===== Document passage =====

# Need help, good deal or not.



## Xander313 (Dec 29, 2016)

Hi, I'm researching and very interested in purchasing a TS, re-sell only of course. I've been to a presentation in LV which was low pressure and the salesperson was professional and courteous. I've looked into some listing online and came across one that my wife and I are interested in. It's for the Elara platinum season w/annual points of 3500. Price is 5k with seller paying all the closing and 2017 MF. my part is broker fee plus hgvc fee. Need insight, please!!


----------



## SmithOp (Dec 30, 2016)

Xander313 said:


> Hi, I'm researching and very interested in purchasing a TS, re-sell only of course. I've been to a presentation in LV which was low pressure and the salesperson was professional and courteous. I've looked into some listing online and came across one that my wife and I are interested in. It's for the Elara platinum season w/annual points of 3500. Price is 5k with seller paying all the closing and 2017 MF. my part is broker fee plus hgvc fee. Need insight, please!!

=====

Tasks to perform.
a) Could you retype the Elara timeshare thread, everything from "# Need help, good" down to "(Dec 30, 2016)", with no changes?
b) How might the Elara timeshare thread go on? Extend it, picking up right after the last sentence it shows.

===== Data listing =====

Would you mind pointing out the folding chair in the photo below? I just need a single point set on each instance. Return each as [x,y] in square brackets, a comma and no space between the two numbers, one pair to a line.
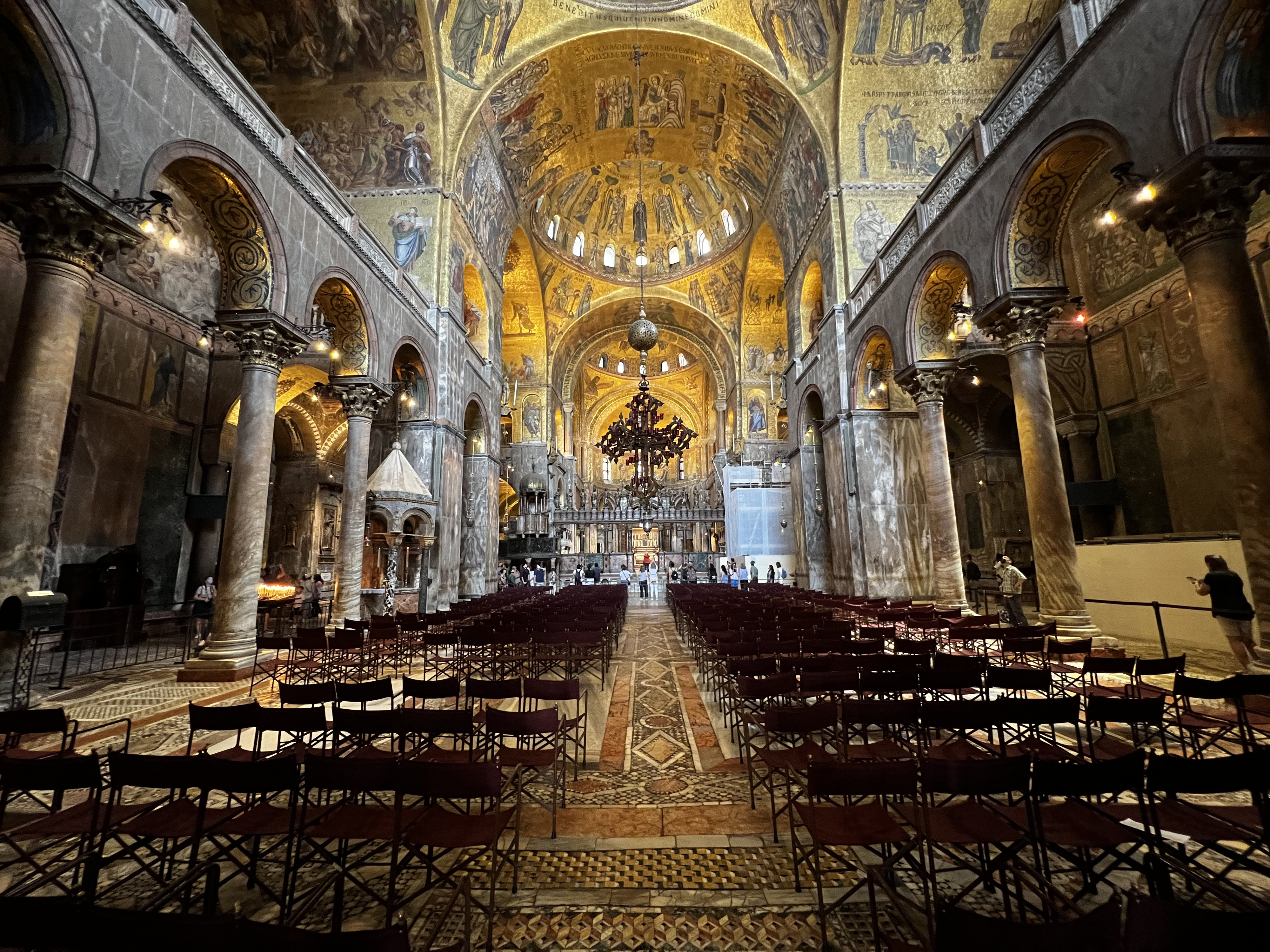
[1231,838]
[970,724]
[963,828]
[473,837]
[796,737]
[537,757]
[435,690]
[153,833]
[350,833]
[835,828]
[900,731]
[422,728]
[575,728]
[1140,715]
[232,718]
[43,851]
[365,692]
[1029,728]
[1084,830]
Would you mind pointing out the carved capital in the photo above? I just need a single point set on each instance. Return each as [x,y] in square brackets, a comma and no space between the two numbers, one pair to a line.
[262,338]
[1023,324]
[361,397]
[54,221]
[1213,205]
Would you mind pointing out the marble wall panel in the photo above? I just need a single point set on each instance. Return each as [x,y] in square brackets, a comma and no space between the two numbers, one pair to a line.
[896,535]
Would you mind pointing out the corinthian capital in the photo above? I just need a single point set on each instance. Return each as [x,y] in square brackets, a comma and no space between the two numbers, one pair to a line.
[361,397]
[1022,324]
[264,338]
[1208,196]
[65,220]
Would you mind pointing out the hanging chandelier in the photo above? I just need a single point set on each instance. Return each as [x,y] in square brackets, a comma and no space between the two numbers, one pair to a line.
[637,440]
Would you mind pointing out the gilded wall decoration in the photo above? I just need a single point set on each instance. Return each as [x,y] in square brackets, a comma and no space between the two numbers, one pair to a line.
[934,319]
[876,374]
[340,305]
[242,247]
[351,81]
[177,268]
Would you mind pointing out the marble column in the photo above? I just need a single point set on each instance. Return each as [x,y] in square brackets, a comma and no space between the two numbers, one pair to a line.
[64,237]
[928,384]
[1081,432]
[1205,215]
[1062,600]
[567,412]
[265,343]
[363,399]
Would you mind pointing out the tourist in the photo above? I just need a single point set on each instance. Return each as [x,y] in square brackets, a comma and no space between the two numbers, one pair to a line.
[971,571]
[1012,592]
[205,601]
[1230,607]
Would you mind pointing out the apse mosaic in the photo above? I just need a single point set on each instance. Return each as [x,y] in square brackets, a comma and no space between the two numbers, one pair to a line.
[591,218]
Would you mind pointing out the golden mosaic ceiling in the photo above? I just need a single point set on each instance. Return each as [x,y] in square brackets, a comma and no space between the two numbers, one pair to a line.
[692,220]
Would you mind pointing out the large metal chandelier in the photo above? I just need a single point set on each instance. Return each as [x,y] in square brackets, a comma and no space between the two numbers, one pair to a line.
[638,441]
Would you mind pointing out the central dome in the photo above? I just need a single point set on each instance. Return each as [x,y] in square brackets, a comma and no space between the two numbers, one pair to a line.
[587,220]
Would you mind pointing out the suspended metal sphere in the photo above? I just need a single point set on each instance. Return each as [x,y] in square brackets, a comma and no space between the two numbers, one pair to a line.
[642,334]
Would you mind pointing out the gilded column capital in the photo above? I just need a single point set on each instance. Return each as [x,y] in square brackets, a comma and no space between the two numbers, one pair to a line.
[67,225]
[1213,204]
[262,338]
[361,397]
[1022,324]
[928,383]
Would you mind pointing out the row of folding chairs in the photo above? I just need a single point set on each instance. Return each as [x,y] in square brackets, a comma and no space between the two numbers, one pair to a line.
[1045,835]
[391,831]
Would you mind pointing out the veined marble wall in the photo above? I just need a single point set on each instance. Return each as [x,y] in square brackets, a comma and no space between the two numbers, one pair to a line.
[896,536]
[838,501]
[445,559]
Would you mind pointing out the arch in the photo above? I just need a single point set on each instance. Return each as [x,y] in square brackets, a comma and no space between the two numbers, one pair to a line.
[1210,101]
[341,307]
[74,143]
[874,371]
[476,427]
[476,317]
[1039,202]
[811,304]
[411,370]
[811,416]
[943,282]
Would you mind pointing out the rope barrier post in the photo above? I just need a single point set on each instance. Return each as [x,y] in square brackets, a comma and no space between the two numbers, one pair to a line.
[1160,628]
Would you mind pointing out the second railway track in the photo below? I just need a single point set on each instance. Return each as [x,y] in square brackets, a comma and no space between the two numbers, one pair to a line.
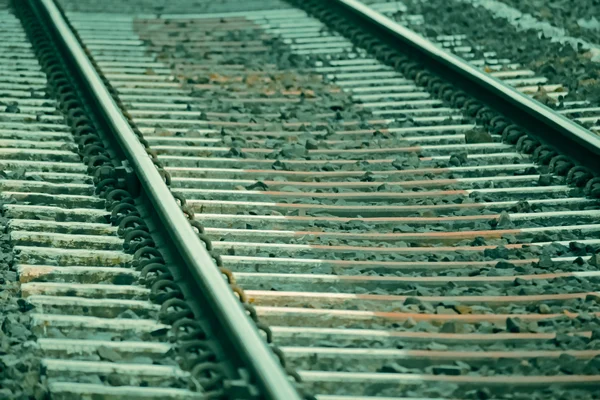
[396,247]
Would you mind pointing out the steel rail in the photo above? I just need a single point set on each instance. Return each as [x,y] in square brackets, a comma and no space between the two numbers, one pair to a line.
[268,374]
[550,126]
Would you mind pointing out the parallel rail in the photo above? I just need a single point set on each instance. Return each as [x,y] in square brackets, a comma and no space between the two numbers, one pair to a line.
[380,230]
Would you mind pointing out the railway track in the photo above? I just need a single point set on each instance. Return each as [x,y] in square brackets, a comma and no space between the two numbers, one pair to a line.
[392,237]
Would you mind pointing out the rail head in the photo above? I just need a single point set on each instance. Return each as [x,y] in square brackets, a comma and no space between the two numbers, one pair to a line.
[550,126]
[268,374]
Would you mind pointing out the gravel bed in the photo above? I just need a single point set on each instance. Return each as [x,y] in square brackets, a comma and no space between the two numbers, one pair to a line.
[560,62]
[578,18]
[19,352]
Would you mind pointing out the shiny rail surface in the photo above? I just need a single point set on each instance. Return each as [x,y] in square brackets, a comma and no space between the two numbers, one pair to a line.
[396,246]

=====

Answers to each task.
a)
# Need help, good deal or not.



## Xander313 (Dec 29, 2016)

Hi, I'm researching and very interested in purchasing a TS, re-sell only of course. I've been to a presentation in LV which was low pressure and the salesperson was professional and courteous. I've looked into some listing online and came across one that my wife and I are interested in. It's for the Elara platinum season w/annual points of 3500. Price is 5k with seller paying all the closing and 2017 MF. my part is broker fee plus hgvc fee. Need insight, please!!


----------



## SmithOp (Dec 30, 2016)

b)
$5K should get you at least 5000 points so this deal is not ideal.  3500 points wont get you much at other HGVC resorts, will you always just be going to Elara?

There is an HGVC forum this should be moved to, there is a recent discussion of the lowest per point resorts, I would recommend finding something on the list of top 15.


Sent from my iPad using Tapatalk


----------



## Xander313 (Dec 30, 2016)

Thank you, I'll move it there.


----------



## Xander313 (Dec 30, 2016)

FYI

"Buyer pays $5,000 for this ownership + all Hilton Transfer and  activation fees($448+ $535) +$295 contract fee total $6,278.


Seller pays 2017 maintenance fee and $599 Deeding and recording fee"


----------



## SmithOp (Dec 30, 2016)

3500 platinum points at Elara is a Studio Plus, the entry level size unit in the HGVC system.  You don't mention other family or possibly kids besides wife, but will you always be satisfied staying in a studio unit, its little more than a hotel unit with a kitchenette.

I dont think this is a good deal, regardless of the seller paying 2017 fees.


Sent from my iPad using Tapatalk


----------



## Jason245 (Dec 30, 2016)

I am guessing it would be worth twice as much as this one. 

http://tugbbs.com/forums/index.php?threads/free-platinum-hgvc-elara-3500-odd.248886/


----------



## GT75 (Dec 30, 2016)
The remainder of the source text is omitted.